3.5.       Verder voert de notaris aan dat een materieel belang bij de als ordemaatregel opgelegde schorsing wegens het faillissement van de praktijkvennootschap ontbreekt, aangezien er ook op een andere grond een schorsing loopt. Op grond van de door het hof bij beslissing van 25 mei 2021 aan de notaris opgelegde tuchtmaatregel van schorsing in de uitoefening van het ambt voor de duur van twee maanden is de notaris immers geschorst van [datum] juli tot [datum] september 2021.
----
Opdracht: Schrijf het bronfragment over de schorsing van de notaris volledig en woord voor woord over.

(Gegevensitems)
----
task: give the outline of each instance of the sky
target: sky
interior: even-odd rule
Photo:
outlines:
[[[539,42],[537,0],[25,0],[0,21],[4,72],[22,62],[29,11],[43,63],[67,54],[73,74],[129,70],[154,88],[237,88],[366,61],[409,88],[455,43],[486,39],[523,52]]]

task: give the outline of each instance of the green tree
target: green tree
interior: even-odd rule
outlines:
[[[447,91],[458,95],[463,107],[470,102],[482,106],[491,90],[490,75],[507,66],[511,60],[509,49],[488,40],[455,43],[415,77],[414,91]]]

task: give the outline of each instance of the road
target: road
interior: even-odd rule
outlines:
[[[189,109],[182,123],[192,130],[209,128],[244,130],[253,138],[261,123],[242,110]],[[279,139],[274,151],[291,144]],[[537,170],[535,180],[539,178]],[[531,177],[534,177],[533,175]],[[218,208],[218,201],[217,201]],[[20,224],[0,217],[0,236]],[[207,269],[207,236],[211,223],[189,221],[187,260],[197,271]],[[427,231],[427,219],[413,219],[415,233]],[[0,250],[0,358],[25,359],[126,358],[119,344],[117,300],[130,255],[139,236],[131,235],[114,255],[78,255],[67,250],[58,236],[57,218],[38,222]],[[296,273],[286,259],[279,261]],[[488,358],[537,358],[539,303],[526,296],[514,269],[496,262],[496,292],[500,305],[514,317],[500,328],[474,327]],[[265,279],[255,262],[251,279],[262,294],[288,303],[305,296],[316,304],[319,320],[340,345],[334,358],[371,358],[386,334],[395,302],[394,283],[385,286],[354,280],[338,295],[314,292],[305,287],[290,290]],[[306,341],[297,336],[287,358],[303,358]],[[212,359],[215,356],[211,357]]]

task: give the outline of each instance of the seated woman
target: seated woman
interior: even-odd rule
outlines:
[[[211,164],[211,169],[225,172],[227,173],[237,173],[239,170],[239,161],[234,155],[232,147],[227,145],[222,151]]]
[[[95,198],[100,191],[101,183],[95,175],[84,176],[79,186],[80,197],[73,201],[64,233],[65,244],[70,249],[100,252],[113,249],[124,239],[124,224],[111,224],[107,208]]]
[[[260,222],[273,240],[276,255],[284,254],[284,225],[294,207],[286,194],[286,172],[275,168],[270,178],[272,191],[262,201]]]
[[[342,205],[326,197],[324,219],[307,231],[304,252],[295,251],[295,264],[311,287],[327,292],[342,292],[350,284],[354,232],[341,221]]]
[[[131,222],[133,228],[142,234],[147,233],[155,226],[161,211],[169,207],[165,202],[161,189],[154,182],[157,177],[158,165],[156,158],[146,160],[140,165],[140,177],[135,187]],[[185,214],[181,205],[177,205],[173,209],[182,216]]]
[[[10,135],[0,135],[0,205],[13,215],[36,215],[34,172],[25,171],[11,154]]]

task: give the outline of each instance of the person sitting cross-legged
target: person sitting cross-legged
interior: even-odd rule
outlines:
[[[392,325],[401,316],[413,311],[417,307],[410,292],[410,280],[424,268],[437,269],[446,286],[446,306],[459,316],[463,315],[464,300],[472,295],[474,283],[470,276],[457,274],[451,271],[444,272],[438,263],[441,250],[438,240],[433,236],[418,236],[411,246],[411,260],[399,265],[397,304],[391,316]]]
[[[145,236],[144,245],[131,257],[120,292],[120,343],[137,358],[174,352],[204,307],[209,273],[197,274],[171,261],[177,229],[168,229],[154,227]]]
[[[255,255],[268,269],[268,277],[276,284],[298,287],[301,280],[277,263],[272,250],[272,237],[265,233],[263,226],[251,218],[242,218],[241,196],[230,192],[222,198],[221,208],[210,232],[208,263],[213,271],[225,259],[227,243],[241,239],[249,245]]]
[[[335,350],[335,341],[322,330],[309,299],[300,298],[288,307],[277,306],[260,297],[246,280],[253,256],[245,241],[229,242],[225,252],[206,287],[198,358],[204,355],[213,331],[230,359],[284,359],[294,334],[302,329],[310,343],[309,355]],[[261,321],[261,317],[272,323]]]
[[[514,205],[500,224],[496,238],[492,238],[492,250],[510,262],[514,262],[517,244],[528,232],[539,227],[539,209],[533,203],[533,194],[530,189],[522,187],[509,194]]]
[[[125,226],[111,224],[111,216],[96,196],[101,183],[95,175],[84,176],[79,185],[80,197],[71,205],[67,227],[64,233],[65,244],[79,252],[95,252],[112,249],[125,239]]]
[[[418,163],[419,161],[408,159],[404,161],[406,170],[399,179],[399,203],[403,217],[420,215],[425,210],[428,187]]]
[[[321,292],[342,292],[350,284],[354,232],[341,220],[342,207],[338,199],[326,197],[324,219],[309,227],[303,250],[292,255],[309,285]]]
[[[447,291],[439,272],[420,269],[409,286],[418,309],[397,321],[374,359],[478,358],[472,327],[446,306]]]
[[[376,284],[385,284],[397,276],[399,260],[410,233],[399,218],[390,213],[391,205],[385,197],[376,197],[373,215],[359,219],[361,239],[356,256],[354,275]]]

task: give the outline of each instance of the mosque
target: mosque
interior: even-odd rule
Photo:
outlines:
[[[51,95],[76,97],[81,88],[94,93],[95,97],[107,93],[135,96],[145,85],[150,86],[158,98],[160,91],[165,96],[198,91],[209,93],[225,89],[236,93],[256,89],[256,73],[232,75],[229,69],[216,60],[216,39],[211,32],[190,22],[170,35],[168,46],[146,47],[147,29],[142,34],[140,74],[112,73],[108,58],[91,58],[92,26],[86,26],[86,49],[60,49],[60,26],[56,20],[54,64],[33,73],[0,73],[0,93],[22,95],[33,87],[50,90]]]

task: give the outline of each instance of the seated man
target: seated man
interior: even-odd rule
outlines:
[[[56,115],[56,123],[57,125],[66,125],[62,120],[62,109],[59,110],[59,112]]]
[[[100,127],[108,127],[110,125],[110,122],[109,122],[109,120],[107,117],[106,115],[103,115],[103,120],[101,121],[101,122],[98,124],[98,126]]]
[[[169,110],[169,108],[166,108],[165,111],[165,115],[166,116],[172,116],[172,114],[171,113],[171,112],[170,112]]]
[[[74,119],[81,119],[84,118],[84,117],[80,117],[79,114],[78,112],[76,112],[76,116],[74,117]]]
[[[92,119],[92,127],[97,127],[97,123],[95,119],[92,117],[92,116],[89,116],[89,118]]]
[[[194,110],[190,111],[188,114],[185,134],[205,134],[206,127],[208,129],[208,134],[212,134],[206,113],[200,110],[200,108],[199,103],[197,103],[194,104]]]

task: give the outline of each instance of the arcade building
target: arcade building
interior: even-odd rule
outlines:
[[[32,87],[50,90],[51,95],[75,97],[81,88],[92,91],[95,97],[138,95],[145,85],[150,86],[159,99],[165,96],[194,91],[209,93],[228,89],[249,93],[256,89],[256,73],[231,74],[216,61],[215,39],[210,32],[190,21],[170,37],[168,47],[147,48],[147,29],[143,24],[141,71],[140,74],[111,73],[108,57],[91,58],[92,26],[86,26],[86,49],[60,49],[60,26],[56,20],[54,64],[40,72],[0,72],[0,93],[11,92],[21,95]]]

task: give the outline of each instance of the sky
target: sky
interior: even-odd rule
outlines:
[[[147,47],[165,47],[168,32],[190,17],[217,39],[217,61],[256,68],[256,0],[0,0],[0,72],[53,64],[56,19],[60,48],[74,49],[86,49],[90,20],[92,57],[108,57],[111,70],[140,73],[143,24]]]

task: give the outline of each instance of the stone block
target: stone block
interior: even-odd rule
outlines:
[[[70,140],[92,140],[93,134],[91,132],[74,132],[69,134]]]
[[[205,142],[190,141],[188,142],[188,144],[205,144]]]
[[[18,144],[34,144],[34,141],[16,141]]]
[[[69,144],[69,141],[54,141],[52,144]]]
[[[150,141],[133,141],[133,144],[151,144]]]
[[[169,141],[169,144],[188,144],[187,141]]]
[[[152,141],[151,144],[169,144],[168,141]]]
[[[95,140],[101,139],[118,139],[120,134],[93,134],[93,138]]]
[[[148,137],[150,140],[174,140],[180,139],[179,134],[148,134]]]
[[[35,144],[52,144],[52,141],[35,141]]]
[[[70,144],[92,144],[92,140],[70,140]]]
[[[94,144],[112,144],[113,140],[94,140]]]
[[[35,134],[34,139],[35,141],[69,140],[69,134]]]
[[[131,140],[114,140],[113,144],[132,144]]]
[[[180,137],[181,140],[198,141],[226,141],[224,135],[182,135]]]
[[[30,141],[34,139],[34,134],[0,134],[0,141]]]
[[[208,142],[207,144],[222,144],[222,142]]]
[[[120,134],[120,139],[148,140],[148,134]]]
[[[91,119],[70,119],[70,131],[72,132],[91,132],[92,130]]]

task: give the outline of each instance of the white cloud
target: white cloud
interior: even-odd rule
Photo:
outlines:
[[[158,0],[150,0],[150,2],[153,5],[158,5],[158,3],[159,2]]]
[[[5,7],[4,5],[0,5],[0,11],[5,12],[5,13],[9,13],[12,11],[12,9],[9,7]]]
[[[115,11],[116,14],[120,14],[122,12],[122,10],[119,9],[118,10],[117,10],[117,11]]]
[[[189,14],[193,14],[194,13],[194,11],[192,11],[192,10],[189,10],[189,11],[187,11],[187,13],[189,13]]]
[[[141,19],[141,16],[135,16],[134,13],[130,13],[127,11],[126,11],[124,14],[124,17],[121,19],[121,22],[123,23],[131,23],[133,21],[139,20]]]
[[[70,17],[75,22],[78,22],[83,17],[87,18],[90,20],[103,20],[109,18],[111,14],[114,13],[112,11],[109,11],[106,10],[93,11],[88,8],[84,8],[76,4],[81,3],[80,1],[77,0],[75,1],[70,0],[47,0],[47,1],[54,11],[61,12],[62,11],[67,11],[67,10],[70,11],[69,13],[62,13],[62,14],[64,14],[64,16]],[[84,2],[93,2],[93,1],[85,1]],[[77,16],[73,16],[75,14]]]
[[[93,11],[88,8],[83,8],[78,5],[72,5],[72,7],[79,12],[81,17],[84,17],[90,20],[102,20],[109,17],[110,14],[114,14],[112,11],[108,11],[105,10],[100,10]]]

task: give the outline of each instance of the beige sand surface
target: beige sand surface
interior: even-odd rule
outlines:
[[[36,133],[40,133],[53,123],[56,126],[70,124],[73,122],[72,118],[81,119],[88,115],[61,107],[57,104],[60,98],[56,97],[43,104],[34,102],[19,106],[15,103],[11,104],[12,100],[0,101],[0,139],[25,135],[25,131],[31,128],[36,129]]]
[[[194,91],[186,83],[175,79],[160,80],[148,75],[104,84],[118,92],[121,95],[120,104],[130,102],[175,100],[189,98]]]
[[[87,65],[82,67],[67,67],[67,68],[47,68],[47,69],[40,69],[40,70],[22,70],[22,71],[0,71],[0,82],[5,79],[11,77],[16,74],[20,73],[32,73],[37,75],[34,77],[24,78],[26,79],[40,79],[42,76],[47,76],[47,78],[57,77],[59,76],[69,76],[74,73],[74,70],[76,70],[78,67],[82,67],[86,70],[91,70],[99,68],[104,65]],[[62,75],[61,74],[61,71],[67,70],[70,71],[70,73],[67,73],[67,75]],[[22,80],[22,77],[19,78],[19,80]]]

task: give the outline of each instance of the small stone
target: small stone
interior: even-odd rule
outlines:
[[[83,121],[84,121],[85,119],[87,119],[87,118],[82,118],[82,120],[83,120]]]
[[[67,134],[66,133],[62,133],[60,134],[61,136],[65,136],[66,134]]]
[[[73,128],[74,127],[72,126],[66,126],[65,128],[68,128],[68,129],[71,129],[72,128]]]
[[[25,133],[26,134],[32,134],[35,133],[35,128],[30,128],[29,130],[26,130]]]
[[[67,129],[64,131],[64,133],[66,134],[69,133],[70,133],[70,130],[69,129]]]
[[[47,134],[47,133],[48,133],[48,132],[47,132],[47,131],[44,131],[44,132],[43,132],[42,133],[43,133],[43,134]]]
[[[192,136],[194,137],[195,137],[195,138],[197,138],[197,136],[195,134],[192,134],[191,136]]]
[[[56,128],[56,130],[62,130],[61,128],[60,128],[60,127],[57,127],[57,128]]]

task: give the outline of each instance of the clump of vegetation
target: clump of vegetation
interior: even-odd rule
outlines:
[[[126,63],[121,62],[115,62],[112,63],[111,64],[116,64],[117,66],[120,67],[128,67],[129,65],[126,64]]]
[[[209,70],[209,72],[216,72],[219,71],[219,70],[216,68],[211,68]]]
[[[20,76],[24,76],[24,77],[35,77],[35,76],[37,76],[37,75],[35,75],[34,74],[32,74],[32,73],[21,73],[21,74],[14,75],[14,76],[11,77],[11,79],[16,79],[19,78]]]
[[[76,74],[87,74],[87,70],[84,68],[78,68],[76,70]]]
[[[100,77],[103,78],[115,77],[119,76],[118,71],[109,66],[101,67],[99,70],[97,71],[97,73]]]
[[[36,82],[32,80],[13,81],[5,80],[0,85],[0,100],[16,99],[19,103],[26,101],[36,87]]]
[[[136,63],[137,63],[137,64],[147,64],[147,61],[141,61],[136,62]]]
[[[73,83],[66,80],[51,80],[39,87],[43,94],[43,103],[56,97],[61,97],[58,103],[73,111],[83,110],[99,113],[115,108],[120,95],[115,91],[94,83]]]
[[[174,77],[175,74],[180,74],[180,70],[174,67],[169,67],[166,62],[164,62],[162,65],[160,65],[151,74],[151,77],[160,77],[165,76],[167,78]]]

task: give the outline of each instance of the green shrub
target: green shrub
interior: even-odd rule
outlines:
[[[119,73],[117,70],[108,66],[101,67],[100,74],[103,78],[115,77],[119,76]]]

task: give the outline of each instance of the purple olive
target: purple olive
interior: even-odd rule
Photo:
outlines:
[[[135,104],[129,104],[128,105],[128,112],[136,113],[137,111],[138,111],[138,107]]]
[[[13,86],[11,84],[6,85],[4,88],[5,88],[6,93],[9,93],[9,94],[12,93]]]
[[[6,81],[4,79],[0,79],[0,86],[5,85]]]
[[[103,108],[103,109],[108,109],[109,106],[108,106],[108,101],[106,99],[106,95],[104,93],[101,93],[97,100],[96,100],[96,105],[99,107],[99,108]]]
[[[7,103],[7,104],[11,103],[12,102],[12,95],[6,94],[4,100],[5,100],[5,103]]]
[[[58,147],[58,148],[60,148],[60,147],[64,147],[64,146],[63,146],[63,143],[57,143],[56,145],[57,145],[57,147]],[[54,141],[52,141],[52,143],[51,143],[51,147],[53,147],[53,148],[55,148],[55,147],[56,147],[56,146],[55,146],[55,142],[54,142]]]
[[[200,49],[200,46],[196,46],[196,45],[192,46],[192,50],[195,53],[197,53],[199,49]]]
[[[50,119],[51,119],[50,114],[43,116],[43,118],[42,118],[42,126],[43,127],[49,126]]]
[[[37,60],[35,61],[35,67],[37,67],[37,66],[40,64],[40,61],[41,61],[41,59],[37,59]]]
----
Uitgevoerde opdracht:
3.5.       Verder voert de notaris aan dat een materieel belang bij de als ordemaatregel opgelegde schorsing wegens het faillissement van de praktijkvennootschap ontbreekt, aangezien er ook op een andere grond een schorsing loopt. Op grond van de door het hof bij beslissing van 25 mei 2021 aan de notaris opgelegde tuchtmaatregel van schorsing in de uitoefening van het ambt voor de duur van twee maanden is de notaris immers geschorst van [datum] juli tot [datum] september 2021.